By: Christine Whitfield BA (hons) - Updated: 22 Dec 2010 | comments*Discuss
 
Gluten Free Cooking Recipe Risotto

Risotto is always a firm favourite at dinner parties and also makes for a tasty, filling supper. It’s really easy to make and this haddock risotto recipe is gluten free so you can eat it as much as you like.

It’s also so delicious that even diners who can eat gluten will love it! serve it with lovely green vegetables and you'll also get some of your five-a-day quota too!

This risotto serves four but you can always increase the ingredients to make more. And once you've given this to your friends they're going to want more and more! Serve this with a huge green salad of spinach leaves and lettuce and it'll be a delicious, filling dinner.

Ingredients

To make this fabulous fish risotto you will need four pieces of smoked haddock. Using smoked haddock gives the dish a lovely flavour.

You’ll also need 500g of Arborio (risotto) rice, two teaspoons of chopped garlic, two onions chopped, two litres of vegetable stock, a handful of baby spinach leaves and a tin of sweetcorn.

Method

To begin with fry the onions on a large saucepan with a little olive oil. Add the garlic to the pan and let it cook for about ten minutes with the onion. After ten minutes the onion should be soft, if not cook for a further few minutes.

# # #

SET TASK A: State how many lines of the records contain the word "trees", counting only matches with the same case. Give only the number.
The risotto recipe and the records are unrelated.

# # #

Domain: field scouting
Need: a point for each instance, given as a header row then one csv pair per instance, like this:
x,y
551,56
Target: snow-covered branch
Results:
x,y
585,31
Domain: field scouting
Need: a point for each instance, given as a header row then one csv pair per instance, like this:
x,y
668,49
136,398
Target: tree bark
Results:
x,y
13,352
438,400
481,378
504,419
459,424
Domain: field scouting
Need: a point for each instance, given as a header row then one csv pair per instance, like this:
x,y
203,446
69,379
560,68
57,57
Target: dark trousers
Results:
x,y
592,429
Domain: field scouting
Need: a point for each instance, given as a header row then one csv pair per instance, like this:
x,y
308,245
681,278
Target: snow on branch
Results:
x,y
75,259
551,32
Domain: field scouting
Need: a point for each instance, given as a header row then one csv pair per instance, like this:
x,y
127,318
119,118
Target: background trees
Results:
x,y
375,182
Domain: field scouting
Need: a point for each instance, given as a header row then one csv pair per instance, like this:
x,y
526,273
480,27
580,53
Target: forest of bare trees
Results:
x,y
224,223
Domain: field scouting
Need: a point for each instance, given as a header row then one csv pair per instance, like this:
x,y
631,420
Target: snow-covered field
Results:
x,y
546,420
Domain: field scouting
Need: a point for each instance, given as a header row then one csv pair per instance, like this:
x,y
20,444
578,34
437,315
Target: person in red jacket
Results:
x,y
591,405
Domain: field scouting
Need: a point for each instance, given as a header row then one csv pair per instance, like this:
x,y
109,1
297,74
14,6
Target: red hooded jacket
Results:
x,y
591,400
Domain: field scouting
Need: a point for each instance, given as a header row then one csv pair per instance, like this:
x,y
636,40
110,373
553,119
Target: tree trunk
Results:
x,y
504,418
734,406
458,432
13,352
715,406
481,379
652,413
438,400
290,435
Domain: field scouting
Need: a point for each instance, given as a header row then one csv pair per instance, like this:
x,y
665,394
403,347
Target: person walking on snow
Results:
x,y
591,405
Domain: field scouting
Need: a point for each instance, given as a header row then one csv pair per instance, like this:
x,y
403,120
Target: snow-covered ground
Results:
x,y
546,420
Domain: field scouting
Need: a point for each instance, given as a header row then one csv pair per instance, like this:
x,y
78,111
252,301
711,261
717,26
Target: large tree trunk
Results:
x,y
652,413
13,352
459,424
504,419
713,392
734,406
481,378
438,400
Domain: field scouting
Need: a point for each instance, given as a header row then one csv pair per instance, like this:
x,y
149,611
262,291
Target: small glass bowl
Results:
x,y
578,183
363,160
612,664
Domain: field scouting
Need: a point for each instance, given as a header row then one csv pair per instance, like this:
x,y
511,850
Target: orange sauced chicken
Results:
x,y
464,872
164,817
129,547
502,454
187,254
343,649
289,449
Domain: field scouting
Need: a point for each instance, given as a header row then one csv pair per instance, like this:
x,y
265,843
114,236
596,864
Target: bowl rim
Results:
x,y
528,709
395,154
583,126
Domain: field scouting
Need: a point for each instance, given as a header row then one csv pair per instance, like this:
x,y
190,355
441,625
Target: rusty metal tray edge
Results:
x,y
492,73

# # #

SET TASK B: Rewrite the risotto recipe from "By: Christine Whitfield" to "delicious, filling dinner.", substituting "salmon" for "haddock".

CORRECT RESULT A: 2

CORRECT RESULT B:
By: Christine Whitfield BA (hons) - Updated: 22 Dec 2010 | comments*Discuss
 
Gluten Free Cooking Recipe Risotto

Risotto is always a firm favourite at dinner parties and also makes for a tasty, filling supper. It’s really easy to make and this salmon risotto recipe is gluten free so you can eat it as much as you like.

It’s also so delicious that even diners who can eat gluten will love it! serve it with lovely green vegetables and you'll also get some of your five-a-day quota too!

This risotto serves four but you can always increase the ingredients to make more. And once you've given this to your friends they're going to want more and more! Serve this with a huge green salad of spinach leaves and lettuce and it'll be a delicious, filling dinner.